Todd Ossenfort has been chief operating officer for Pioneer Credit Counseling since 1998. He writes our weekly “The Credit Guy” column, answering reader questions about credit counseling and debt issues.
Dear Credit Guy,
I have been paying a credit card balance transfer with a 3.99 percent interest rate for maybe three or more years. I was never late, and I never used the card for purchases knowing that my payment would go first to the higher interest balance. Today, I received a note from the bank changing my minimum payment from 2 percent of the balance to 5 percent of the balance, more than double. This change truly jeopardizes my ability to keep current on all my debt payments. Can the bank do that? What can I do about it? — Adriana
Yes, unfortunately, most cardholder agreements allow for changes in the agreement by the card issuer with notification of said change to the cardholder. With the current credit cycle, many creditors are tightening up from the much looser standards of the past and looking for ways to lessen risk. Creditors are accomplishing less risk by raising interest rates and lowering credit limits.

**DATASET CONTENT:**
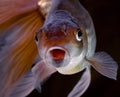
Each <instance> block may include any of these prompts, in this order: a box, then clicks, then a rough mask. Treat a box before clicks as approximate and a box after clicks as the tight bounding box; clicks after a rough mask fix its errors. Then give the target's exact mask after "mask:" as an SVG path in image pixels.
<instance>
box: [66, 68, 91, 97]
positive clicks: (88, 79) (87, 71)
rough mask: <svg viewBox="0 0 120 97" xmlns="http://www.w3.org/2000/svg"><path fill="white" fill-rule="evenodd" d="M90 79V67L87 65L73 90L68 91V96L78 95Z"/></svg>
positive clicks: (89, 83)
mask: <svg viewBox="0 0 120 97" xmlns="http://www.w3.org/2000/svg"><path fill="white" fill-rule="evenodd" d="M90 81H91V74H90V68H89V67H87V68H86V70H85V71H84V73H83V75H82V77H81V79H80V80H79V81H78V83H77V84H76V86H75V87H74V88H73V90H72V91H71V92H70V93H69V95H68V97H80V96H81V95H82V94H83V93H84V92H85V91H86V89H87V88H88V86H89V84H90Z"/></svg>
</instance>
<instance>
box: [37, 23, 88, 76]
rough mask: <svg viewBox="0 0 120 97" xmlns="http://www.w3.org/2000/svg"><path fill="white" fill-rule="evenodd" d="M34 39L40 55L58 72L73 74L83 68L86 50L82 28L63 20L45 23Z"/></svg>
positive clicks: (75, 24)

**QUESTIONS ON THE MATERIAL:**
a) Answer the following from the credit column:
(i) In what year did Todd Ossenfort become chief operating officer for Pioneer Credit Counseling?
(ii) What interest rate applied to the balance transfer Adriana had been paying?
(iii) According to the reply, by what two means are creditors accomplishing less risk?
b) Reproduce the passage of the credit column starting at "Todd Ossenfort has" and ending at "and debt issues.".

**TASK RESULTS:**
a)
(i) 1998
(ii) 3.99 percent
(iii) By raising interest rates and lowering credit limits

b)
Todd Ossenfort has been chief operating officer for Pioneer Credit Counseling since 1998. He writes our weekly “The Credit Guy” column, answering reader questions about credit counseling and debt issues.